WHAT THE TASK ASKS: Would you transcribe the whole listing exactly and drop its images?

EXTRACTED ENTRIES:
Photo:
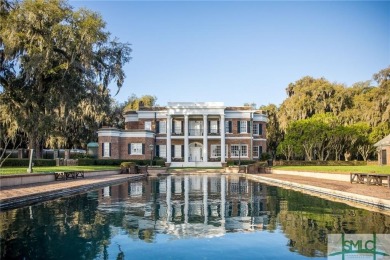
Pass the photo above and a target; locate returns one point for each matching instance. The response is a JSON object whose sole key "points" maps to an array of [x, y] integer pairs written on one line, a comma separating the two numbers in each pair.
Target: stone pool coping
{"points": [[36, 178], [23, 195], [353, 199]]}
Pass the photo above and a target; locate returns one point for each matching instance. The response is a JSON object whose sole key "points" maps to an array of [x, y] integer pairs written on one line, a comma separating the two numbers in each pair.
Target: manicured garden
{"points": [[48, 169], [337, 169]]}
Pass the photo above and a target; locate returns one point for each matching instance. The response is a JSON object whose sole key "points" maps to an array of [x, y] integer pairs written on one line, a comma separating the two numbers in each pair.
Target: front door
{"points": [[384, 157], [195, 154]]}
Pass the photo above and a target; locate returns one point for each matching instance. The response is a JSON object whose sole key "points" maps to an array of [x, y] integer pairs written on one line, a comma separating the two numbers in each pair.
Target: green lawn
{"points": [[337, 169], [23, 170]]}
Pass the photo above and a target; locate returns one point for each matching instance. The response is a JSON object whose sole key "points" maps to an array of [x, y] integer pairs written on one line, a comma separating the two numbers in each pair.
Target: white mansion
{"points": [[187, 134]]}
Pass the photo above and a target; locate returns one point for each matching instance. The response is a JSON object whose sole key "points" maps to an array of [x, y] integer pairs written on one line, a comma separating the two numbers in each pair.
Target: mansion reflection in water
{"points": [[191, 205]]}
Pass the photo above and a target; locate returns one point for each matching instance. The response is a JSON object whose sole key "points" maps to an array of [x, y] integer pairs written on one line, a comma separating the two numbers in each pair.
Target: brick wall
{"points": [[115, 147]]}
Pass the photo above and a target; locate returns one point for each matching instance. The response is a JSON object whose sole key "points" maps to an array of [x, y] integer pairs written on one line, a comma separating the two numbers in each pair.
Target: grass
{"points": [[23, 170], [337, 169]]}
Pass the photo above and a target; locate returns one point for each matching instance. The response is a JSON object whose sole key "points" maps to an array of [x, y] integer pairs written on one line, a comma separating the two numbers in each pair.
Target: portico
{"points": [[195, 124], [187, 134]]}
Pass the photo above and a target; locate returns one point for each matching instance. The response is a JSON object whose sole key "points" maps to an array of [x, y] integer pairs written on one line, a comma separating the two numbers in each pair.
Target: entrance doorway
{"points": [[196, 152]]}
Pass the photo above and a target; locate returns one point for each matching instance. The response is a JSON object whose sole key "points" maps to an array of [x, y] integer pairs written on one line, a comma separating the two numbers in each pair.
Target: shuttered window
{"points": [[243, 126], [137, 149], [106, 149]]}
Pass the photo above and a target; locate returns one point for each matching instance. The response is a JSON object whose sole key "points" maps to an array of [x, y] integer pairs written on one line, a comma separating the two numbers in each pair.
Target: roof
{"points": [[384, 142]]}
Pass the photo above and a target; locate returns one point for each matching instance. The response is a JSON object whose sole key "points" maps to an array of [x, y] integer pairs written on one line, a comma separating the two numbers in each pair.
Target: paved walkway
{"points": [[381, 192], [11, 197]]}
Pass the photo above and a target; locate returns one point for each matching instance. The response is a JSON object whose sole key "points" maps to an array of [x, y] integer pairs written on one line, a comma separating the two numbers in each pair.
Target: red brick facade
{"points": [[135, 132]]}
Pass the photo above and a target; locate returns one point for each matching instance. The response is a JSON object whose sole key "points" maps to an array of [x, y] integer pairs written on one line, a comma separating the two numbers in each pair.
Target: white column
{"points": [[169, 194], [205, 195], [222, 129], [223, 197], [205, 132], [186, 198], [169, 131], [186, 154]]}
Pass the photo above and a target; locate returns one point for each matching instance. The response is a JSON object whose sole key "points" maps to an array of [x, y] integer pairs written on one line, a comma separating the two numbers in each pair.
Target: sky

EXPECTED OUTPUT:
Photo:
Pass the photo above and a target; locate returns one point for each matching instance. The response is a JSON object whose sole key "points" maps to an array of [x, y] integer pairs written on one line, a comma separating the two numbers in each pair.
Target: stone pool coping
{"points": [[36, 178], [23, 195], [353, 199]]}
Pass the photo above and a target; locate returns one point for each matching instance. The response is a JSON object whose sole key "points" maps to an array of [x, y] integer pairs written on one line, a comma separating the two numbers in each pair.
Target: manicured garden
{"points": [[48, 169], [337, 169]]}
Pass the photo above and a target; locate returns one point for each matching instance. The response is a JSON object whose sole key "points" maps to an array of [x, y] integer pairs written on one line, a comma separating the two numbers in each pair.
Target: front door
{"points": [[384, 157], [195, 154]]}
Pass the photo above and a target; locate returns one point for each matching instance. The response is a JSON object whose sole key "points" maps to an array of [x, y] integer pairs written on one line, a comma separating the two numbers in each pair.
Target: green lawn
{"points": [[337, 169], [23, 170]]}
Pass the photo above and a target; locate returns one point for each matching instance. The response is a JSON object whose sole key "points" maps to an array of [x, y] integer pairs written on one line, a comma separating the two numbers in each pair.
Target: white mansion
{"points": [[187, 134]]}
Pass the photo above and a target; locate returns one point for each matching instance. The response is a JSON object whose sole key "points" maps to an array of [x, y] integer pairs written on one line, a comma separating the two numbers in each pair.
Target: mansion reflection in water
{"points": [[191, 205]]}
Pass the photo above and a target; locate returns one point for each matching instance. The response is a JSON object whose sole key "points" maps to an array of [x, y] integer pairs written on one line, a comma separating the two numbers in each pair.
Target: brick wall
{"points": [[115, 147]]}
Pass the photo above and a target; locate returns one point for each matching instance. The response is a JSON object whose sole key "points" maps to an array of [x, y] integer pairs written on one line, a comma separating the two numbers in each pair.
Target: grass
{"points": [[23, 170], [337, 169]]}
Pass the photo above and a target; locate returns one point for each matching instance. The response is a JSON object whose sole key "points" maps to an array of [x, y] integer pairs written on one line, a comma separating the two numbers in each pair.
Target: portico
{"points": [[195, 124], [187, 134]]}
Pass the photo above and a target; locate returns one point for each matching instance. The response is a JSON object whose sole key "points" maps to an array of [x, y] integer pairs written on one line, a comma separating the two numbers in each pair.
Target: entrance doorway
{"points": [[196, 152]]}
Pass the photo above and a target; locate returns one point for each matching instance. The response is a JSON object whose sole key "points" maps to an array of [x, y] integer pairs written on one line, a comma separating the two numbers in each pair.
Target: shuttered window
{"points": [[243, 126], [137, 149], [106, 149]]}
Pass the photo above and a target; locate returns one point for each matching instance. The response is a JSON object whose sole key "points" maps to an array of [x, y] integer pairs written on one line, a comma separating the two numbers in each pair.
Target: roof
{"points": [[384, 142]]}
Pass the photo above and a target; locate returns one point for each matching instance. The response is a JSON object whose sole key "points" maps to an array of [x, y] integer pairs written on one line, a comma separating the two numbers in each pair.
Target: paved walkway
{"points": [[381, 192], [11, 197]]}
Pass the photo above and a target; locate returns one point for each matching instance. The response is a JSON object whose sole key "points" maps to an array of [x, y] integer pairs written on one line, a comma separating the two numbers in each pair.
Target: red brick facade
{"points": [[135, 132]]}
Pass the photo above and a target; locate returns one point for each matching instance. The response is a JSON object whose sole key "points" maps to an array of [x, y] integer pairs written on one line, a comma separating the two numbers in each pair.
Target: white column
{"points": [[169, 194], [205, 195], [222, 129], [223, 197], [205, 132], [186, 198], [169, 131], [186, 154]]}
Pass the photo above and a target; locate returns one point for each matching instance. The response is a JSON object whose sole key "points" maps to an array of [x, y] integer pairs written on one line, a comma separating the two numbers in each pair.
Target: sky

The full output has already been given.